_What the task requires_
Every single record needs to be restated word for word.

↓↓↓

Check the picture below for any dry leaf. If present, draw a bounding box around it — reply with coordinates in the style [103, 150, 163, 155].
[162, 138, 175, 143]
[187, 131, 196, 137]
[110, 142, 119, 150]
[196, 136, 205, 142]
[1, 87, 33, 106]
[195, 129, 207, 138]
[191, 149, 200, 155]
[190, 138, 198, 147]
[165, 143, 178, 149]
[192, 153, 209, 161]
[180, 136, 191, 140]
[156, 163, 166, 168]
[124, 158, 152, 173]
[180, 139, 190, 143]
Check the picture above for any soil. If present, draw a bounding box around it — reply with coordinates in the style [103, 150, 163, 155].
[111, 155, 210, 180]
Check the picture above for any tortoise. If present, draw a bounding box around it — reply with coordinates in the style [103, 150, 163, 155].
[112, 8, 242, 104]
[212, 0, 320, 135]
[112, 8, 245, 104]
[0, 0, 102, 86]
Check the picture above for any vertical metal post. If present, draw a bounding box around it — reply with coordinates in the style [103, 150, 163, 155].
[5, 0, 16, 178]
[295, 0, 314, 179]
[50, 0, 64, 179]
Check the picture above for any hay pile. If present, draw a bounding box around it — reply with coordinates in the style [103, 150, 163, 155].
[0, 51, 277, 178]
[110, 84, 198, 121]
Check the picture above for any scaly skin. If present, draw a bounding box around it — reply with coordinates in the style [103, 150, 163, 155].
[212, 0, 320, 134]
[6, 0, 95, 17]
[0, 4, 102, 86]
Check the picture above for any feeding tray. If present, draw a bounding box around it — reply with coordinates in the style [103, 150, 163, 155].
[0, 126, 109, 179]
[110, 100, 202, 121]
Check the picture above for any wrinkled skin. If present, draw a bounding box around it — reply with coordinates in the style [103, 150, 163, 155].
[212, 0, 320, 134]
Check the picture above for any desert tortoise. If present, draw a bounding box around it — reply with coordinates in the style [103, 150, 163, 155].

↑↑↑

_Solution to this exercise_
Check the picture below for any dry leaf. If present, draw a bounding box around it — reply with coordinates in the style [103, 150, 163, 155].
[162, 138, 175, 143]
[187, 131, 196, 137]
[110, 142, 119, 150]
[196, 136, 205, 142]
[1, 87, 33, 106]
[195, 129, 207, 138]
[191, 149, 200, 155]
[190, 138, 198, 147]
[165, 143, 178, 149]
[192, 153, 209, 161]
[180, 136, 191, 140]
[156, 163, 166, 168]
[124, 158, 152, 173]
[180, 139, 190, 143]
Check the picture above for any soil. If present, draw a bounding box around it — reply with coordinates in the style [103, 150, 163, 155].
[111, 155, 210, 180]
Check the picture above for any tortoise. If present, draw a bounding box around it — reply with coordinates in the style [103, 150, 163, 155].
[112, 8, 242, 104]
[212, 0, 320, 135]
[112, 8, 245, 104]
[0, 0, 102, 86]
Check the picture above for any vertical metal post. If present, draw a bounding box around it — reply with coordinates in the style [103, 150, 163, 155].
[5, 0, 16, 178]
[295, 0, 314, 179]
[50, 0, 64, 179]
Check the picture above for any hay pile. If present, draw a bounding box around it — reply with coordinates in the style [103, 150, 163, 155].
[0, 51, 277, 178]
[110, 84, 198, 121]
Check the picture above for any scaly skin. If present, draw a bounding box around it — reply with coordinates in the style [103, 150, 163, 155].
[212, 0, 320, 134]
[6, 0, 95, 17]
[0, 4, 102, 86]
Check the picture above for any feeding tray. If present, draw a bounding box around it — reply with coordinates in the style [103, 150, 163, 155].
[0, 126, 109, 179]
[110, 100, 202, 121]
Check the picture above for any wrinkled skin. If present, draw a bounding box around it — reply with coordinates in the style [103, 150, 163, 155].
[212, 0, 320, 134]
Check the picture above for any desert tortoise. If present, draw a bounding box around it — reply with coordinates in the style [103, 150, 163, 155].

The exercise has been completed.